# TEXT SECTION start
Let's start by exploring our data. We are using a product images catalog from a kaggle contest. Goal was to classify automatically product based on a image. The dataset contains 48 products main categories and around 12 millions images. For our notebook quickstart, we'll focus on Shoes category.

In [5]:
%%bigquery
SELECT category_level1, count(*) num_products  
FROM 
    `pod-fr-retail.kaggle.train_images` a 
JOIN `pod-fr-retail.kaggle.category_names`  b 
ON CAST(b.category_id AS STRING) =(REGEXP_EXTRACT(a.path_to_images,r'gs://pod-fr-retail-kaggle/train-images/[0-9]*/([^-]*)'))
GROUP BY 1 ORDER BY 2 desc
LIMIT 10

Query complete after 0.01s: 100%|██████████| 3/3 [00:00<00:00, 690.99query/s]                         
Downloading: 100%|██████████| 10/10 [00:01<00:00,  6.79rows/s]


Unnamed: 0,category_level1,num_products
0,TELEPHONIE - GPS,1227001
1,AUTO - MOTO,1193619
2,INFORMATIQUE,1124907
3,DECO - LINGE - LUMINAIRE,1111509
4,LIBRAIRIE,863965
5,BIJOUX - LUNETTES - MONTRES,688243
6,BRICOLAGE - OUTILLAGE - QUINCAILLERIE,620366
7,JEUX - JOUETS,551408
8,SPORT,434791
9,BAGAGERIE,434675


In shoes category

In [38]:
%%bigquery
SELECT category_level2
from `pod-fr-retail.kaggle.category_names` 
WHERE category_level1 like 'CHAUSSURES%'
GROUP BY 1

Query complete after 0.01s: 100%|██████████| 1/1 [00:00<00:00, 487.43query/s]                          
Downloading: 100%|██████████| 5/5 [00:01<00:00,  3.96rows/s]


Unnamed: 0,category_level2
0,BOTTES - BOTTINES
1,CHAUSSURES DETENTE
2,BASKET - SPORTSWEAR
3,CHAUSSURES DE VILLE
4,ACCESSOIRES CHAUSSURES


#### 1.2 Create a table with the appropriate schema from Product Catalog (Kaggle dataset) 

In [None]:
%%bigquery
CREATE OR REPLACE TABLE `pod-fr-retail.kaggle.products_vision_search` AS
SELECT 
    a.* EXCEPT (category_id)
    ,CONCAT(replace(lower(CONCAT('','cl1=',b.category_level1,',cl2=',b.category_level2,',cl3=',b.category_level3,' ')),' ','')) labels
    ,null as poly
FROM (
    SELECT 
        path_to_images image_uri
        ,(REGEXP_EXTRACT(path_to_images,r'gs://pod-fr-retail-kaggle/train-images/[0-9]*/([0-9]*-[0-9]*-[0-9]*)')) AS image_id
        ,'kaggle_shoes' as product_set_id
        ,(REGEXP_EXTRACT(path_to_images,r'gs://pod-fr-retail-kaggle/train-images/[0-9]*/[0-9]*-([0-9]*)')) AS product_id
        ,(REGEXP_EXTRACT(path_to_images,r'gs://pod-fr-retail-kaggle/train-images/[0-9]*/([^-]*)')) AS category_id
        ,'apparel-v2' product_category
        ,(REGEXP_EXTRACT(path_to_images,r'gs://pod-fr-retail-kaggle/train-images/[0-9]*/[0-9]*-([0-9]*)')) AS product_display_name
    FROM `pod-fr-retail.kaggle.train_images`
  ) a 
JOIN (SELECT * FROM `pod-fr-retail.kaggle.category_names` 
      WHERE 
      #category_level1='HYGIENE - BEAUTE - PARFUM'
      #category_level1='CHAUSSURES - ACCESSOIRES'
      category_level1 like 'CHAUSSURES%'
  ) b 
ON CAST(b.category_id AS STRING) =a.category_id
#WHERE rand()<0.10;ß
# TEXT SECTION end
# TASKS FOR THIS EXERCISE
[1] Answer these questions about the product catalog notebook:
(a) How many main product categories does the dataset contain?
(b) Which top-level category shows the highest product count in the first query's output?
(c) What value does the table-creation query assign to product_set_id?
[2] Summarize the product catalog notebook in two sentences.
# DATA SHOWN start
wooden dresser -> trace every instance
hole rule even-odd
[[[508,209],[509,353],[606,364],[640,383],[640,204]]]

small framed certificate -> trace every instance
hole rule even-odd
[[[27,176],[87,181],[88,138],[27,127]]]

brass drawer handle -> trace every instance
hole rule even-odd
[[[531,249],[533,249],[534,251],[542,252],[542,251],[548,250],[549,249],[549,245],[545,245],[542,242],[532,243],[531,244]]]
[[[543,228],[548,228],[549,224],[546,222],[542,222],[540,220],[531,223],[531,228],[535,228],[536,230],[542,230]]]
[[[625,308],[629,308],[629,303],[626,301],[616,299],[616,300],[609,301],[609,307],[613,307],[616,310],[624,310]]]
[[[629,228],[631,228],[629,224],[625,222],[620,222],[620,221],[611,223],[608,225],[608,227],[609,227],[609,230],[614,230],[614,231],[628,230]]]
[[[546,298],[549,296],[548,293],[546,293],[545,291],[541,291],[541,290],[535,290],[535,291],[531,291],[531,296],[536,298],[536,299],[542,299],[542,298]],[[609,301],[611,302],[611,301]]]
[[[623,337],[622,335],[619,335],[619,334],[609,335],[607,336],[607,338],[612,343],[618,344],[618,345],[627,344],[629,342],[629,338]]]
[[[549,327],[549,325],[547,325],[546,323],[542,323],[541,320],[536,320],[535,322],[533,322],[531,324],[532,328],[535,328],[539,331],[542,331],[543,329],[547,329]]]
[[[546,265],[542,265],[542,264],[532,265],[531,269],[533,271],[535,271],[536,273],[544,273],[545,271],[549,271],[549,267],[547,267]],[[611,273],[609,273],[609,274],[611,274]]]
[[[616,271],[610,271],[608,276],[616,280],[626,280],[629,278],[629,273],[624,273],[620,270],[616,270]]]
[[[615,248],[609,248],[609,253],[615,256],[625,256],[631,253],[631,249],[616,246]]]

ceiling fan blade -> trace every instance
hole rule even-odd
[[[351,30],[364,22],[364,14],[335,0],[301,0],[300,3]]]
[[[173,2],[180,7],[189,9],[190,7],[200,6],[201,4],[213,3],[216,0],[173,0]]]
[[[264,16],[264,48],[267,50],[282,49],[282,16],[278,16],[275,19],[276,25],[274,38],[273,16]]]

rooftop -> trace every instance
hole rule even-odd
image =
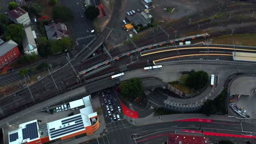
[[[14,9],[9,11],[8,13],[10,16],[17,19],[18,18],[21,17],[21,16],[27,13],[27,11],[26,11],[25,10],[24,10],[21,8],[18,7],[15,9]]]
[[[0,56],[12,50],[18,46],[18,44],[12,40],[9,40],[0,45]]]
[[[20,144],[30,142],[39,139],[37,120],[19,124],[18,128],[9,131],[9,143]]]

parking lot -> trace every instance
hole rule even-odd
[[[97,95],[100,97],[106,123],[113,123],[124,118],[119,99],[113,87],[98,92]]]

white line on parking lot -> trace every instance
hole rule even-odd
[[[153,102],[152,101],[150,100],[148,100],[148,101],[150,101],[151,103],[154,104],[155,105],[157,105],[157,106],[159,106],[159,105],[156,104],[156,103]]]

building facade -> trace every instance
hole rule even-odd
[[[15,23],[22,24],[25,27],[29,25],[31,21],[27,11],[20,7],[18,7],[8,12],[9,19]]]
[[[3,68],[20,56],[18,45],[12,40],[0,45],[0,68]]]

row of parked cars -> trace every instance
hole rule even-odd
[[[66,111],[70,109],[69,104],[62,105],[59,107],[56,107],[56,111],[59,112],[61,111]]]

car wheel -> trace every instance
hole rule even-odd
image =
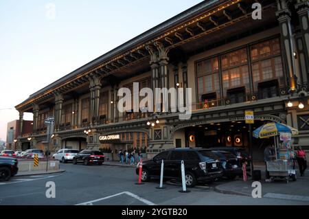
[[[143,182],[148,182],[150,180],[148,171],[146,169],[141,170],[141,181]]]
[[[196,185],[196,178],[192,172],[187,172],[185,174],[185,185],[189,187],[194,187]]]
[[[0,168],[0,181],[6,181],[11,176],[11,170],[8,168]]]
[[[235,179],[235,178],[236,178],[236,175],[230,175],[230,176],[227,176],[227,178],[230,179],[230,180],[233,180],[233,179]]]

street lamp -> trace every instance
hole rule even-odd
[[[293,106],[293,102],[290,102],[290,100],[288,103],[288,107],[292,107]]]
[[[298,104],[298,108],[299,108],[300,109],[303,109],[305,107],[305,106],[304,105],[304,104],[300,102],[299,104]]]

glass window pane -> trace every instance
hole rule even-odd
# DATA SHOWN end
# EXERCISE SOLUTIONS
[1]
(a) 48 main categories.
(b) TELEPHONIE - GPS, with 1,227,001 products.
(c) 'kaggle_shoes'

[2] The notebook explores a product images catalog from a Kaggle contest with 48 main categories and around 12 million images, focusing on the Shoes category. It queries product counts by top-level category and lists the shoe subcategories, then creates a table of shoe products with image URIs, IDs, and labels built from the three category levels.